The problem: In the items below, copy word for word the part that starts with the line containing "pixel 135 212." and ends with the line containing "pixel 129 148", including both of those lines.

Dataset excerpts:

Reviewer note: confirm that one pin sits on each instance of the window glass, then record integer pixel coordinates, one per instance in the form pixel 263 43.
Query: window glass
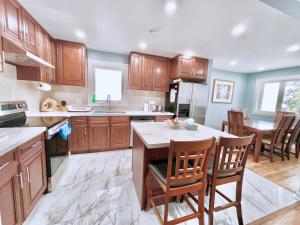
pixel 291 97
pixel 108 82
pixel 270 96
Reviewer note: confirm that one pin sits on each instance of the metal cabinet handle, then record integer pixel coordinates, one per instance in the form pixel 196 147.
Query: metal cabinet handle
pixel 4 165
pixel 21 181
pixel 28 174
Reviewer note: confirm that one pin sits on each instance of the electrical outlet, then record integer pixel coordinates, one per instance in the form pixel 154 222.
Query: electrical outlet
pixel 78 101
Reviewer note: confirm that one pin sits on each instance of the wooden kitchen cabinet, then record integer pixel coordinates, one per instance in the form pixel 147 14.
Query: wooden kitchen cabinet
pixel 148 64
pixel 189 68
pixel 78 141
pixel 10 186
pixel 120 133
pixel 148 72
pixel 71 63
pixel 33 169
pixel 30 28
pixel 12 27
pixel 161 74
pixel 135 71
pixel 99 137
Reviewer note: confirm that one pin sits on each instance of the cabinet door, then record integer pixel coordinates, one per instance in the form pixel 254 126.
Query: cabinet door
pixel 200 68
pixel 10 203
pixel 12 21
pixel 147 72
pixel 185 66
pixel 33 169
pixel 78 141
pixel 161 74
pixel 71 63
pixel 30 28
pixel 120 135
pixel 135 71
pixel 99 137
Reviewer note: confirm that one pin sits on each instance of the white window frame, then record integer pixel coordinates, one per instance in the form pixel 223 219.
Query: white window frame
pixel 259 93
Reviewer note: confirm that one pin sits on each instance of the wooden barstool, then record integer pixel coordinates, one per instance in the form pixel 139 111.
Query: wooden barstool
pixel 185 171
pixel 229 165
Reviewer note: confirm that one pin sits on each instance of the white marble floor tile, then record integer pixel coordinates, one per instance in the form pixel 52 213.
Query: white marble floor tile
pixel 97 189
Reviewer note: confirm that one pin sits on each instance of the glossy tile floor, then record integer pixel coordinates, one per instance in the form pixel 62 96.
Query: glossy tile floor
pixel 96 189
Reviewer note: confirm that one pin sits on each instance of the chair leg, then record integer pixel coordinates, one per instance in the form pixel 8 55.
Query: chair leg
pixel 211 204
pixel 166 212
pixel 149 191
pixel 201 207
pixel 271 153
pixel 239 199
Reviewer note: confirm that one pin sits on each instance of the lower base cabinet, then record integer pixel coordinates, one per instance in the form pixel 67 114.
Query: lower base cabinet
pixel 35 179
pixel 95 134
pixel 10 201
pixel 23 180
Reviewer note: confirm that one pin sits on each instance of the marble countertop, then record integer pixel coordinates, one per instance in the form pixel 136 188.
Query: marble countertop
pixel 70 114
pixel 158 135
pixel 11 138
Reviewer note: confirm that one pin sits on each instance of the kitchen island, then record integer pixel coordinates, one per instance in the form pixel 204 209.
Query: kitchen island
pixel 151 142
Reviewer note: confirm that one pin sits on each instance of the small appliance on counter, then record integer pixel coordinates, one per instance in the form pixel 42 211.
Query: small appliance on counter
pixel 187 100
pixel 12 114
pixel 79 108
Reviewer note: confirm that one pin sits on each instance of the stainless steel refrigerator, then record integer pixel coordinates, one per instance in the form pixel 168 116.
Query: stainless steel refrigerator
pixel 188 100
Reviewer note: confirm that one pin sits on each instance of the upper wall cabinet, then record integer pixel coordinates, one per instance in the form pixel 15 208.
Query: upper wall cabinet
pixel 71 64
pixel 30 28
pixel 147 72
pixel 189 68
pixel 12 26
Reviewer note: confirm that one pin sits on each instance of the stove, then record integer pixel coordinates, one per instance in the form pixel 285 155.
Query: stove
pixel 12 114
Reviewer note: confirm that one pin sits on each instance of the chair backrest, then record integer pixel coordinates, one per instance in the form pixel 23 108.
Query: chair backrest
pixel 280 114
pixel 295 135
pixel 190 160
pixel 235 122
pixel 231 155
pixel 282 129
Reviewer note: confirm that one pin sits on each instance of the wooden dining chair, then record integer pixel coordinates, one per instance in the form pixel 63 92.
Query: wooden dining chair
pixel 277 140
pixel 185 171
pixel 293 138
pixel 280 114
pixel 229 165
pixel 236 122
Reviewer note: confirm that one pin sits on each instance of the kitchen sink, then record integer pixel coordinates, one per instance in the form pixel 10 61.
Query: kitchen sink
pixel 106 111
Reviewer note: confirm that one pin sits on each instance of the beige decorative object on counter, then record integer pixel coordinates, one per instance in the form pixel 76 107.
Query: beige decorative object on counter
pixel 51 105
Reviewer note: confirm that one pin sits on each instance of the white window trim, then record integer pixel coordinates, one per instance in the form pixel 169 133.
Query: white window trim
pixel 258 95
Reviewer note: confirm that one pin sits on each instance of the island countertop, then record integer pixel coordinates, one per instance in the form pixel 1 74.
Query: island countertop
pixel 158 134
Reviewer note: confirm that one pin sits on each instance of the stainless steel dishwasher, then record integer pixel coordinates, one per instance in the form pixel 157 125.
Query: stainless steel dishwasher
pixel 138 119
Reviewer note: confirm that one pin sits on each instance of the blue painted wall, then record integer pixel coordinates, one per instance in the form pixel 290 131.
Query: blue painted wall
pixel 216 112
pixel 251 82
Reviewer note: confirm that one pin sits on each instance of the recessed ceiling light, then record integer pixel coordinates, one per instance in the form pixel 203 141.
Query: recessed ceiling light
pixel 143 45
pixel 293 48
pixel 188 54
pixel 80 34
pixel 238 30
pixel 170 7
pixel 233 63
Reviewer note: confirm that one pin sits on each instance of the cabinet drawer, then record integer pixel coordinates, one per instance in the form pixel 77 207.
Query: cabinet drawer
pixel 31 146
pixel 162 118
pixel 6 159
pixel 79 119
pixel 120 119
pixel 100 119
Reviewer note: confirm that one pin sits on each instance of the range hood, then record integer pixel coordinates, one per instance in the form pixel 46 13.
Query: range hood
pixel 20 57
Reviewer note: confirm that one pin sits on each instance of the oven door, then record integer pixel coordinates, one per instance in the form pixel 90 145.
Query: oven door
pixel 56 152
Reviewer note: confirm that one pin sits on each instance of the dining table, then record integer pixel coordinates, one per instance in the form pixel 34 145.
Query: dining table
pixel 258 127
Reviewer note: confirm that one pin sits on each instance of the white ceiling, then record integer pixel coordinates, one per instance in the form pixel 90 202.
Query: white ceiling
pixel 201 26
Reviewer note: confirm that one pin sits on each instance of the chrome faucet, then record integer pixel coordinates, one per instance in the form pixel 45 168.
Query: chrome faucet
pixel 108 100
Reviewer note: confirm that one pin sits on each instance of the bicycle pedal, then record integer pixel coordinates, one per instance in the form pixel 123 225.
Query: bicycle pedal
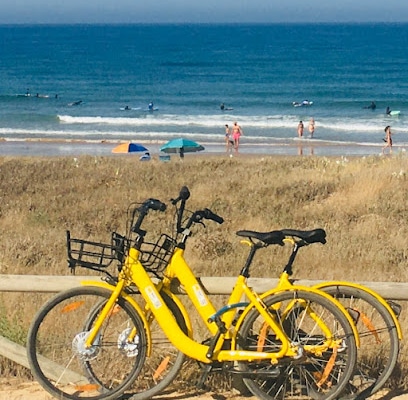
pixel 201 382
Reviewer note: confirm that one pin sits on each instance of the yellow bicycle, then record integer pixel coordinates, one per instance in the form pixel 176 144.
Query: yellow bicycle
pixel 375 318
pixel 93 341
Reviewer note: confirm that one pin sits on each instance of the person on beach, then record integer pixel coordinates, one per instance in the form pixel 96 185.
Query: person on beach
pixel 229 142
pixel 311 127
pixel 300 129
pixel 236 134
pixel 388 139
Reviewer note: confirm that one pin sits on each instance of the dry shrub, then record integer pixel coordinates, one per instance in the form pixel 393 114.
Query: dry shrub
pixel 362 204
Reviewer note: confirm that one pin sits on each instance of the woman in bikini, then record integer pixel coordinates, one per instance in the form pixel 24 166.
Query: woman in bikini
pixel 236 134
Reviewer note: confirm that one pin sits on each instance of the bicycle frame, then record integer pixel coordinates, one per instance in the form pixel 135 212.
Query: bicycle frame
pixel 177 267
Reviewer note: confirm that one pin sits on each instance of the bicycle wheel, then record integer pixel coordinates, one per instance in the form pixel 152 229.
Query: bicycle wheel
pixel 61 362
pixel 312 374
pixel 379 342
pixel 162 366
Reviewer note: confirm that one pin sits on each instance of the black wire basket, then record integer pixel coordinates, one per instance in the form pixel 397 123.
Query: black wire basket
pixel 96 255
pixel 156 256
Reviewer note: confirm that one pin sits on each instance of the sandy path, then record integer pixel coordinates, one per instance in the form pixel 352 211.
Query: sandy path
pixel 15 389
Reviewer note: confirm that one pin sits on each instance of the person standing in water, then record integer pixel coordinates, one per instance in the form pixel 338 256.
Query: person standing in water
pixel 300 129
pixel 229 142
pixel 388 139
pixel 311 127
pixel 236 134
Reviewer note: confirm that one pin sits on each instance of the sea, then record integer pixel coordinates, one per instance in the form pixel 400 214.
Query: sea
pixel 91 84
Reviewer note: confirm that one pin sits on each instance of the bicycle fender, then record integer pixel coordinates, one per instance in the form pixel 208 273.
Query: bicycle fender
pixel 182 309
pixel 133 303
pixel 363 288
pixel 306 289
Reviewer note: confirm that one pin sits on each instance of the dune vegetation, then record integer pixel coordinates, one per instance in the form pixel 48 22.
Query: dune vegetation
pixel 362 203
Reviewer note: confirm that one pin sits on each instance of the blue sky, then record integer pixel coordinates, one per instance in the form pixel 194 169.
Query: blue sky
pixel 201 11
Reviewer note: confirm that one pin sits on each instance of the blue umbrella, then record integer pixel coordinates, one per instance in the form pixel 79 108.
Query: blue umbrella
pixel 181 146
pixel 129 148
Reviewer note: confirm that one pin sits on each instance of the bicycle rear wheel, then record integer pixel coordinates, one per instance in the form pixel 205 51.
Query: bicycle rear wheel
pixel 379 342
pixel 65 366
pixel 312 374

Worked answer:
Reviewer note: confirm that one pin sits on each instance of the bicycle frame, then record integer pixel coordinates, one per instance in the form pixel 135 212.
Query: bicycle frame
pixel 177 267
Reviewer note: confirm that one pin sits on each instance of the bicycle wheel, then record integer pixel coordinates, one per instance in the form pixel 152 229.
Query: bicycle wheel
pixel 61 362
pixel 312 374
pixel 379 342
pixel 162 366
Reviewer note: confirm that one pin sits on each instance of the black wire basket, then record integer pixel coordinates, one per instance in the form pixel 397 123.
Query: black wire basket
pixel 96 255
pixel 156 256
Reviewer note: confirm that one pin sits on each instance of the sandy path, then record integer pixel coordinates, one per instance in the form pixel 352 211.
Query: sandy path
pixel 15 389
Reviewer note: confirm that one pin sits on each instance of the person standing in water, then record integer pixel coordinates, one per instance in the form pixel 338 256.
Query: person standing in water
pixel 300 129
pixel 229 142
pixel 388 139
pixel 311 127
pixel 236 134
Reviewer note: confirm that one pin sits on each instance of the sea, then record integer pixel coordinates, one per instance in the form pixel 400 214.
Query: sea
pixel 91 84
Reviewer note: confirm that one pin sits on each instance of the bicycle fender, then record integer pixel coordinates, one per instance in the form pixel 208 273.
Query: bicycle fender
pixel 182 309
pixel 133 303
pixel 363 288
pixel 306 289
Reviewer note: confirm that one pin sits on each instance of the dune vegetation, then record integer pixel coordinates, one per instance in the form pixel 48 22.
Query: dune vegetation
pixel 362 203
Reviewer note: confirm that one pin sits on each instance of the blue sky, then record integer pixel coordinates, one per instance in the form pixel 194 169.
Query: blue sky
pixel 201 11
Reviewer note: confirm that one pin sits on each instance of the blue umbrella, then record integer pixel coordinates, one per instance in the form pixel 79 108.
Query: blue umbrella
pixel 181 146
pixel 129 148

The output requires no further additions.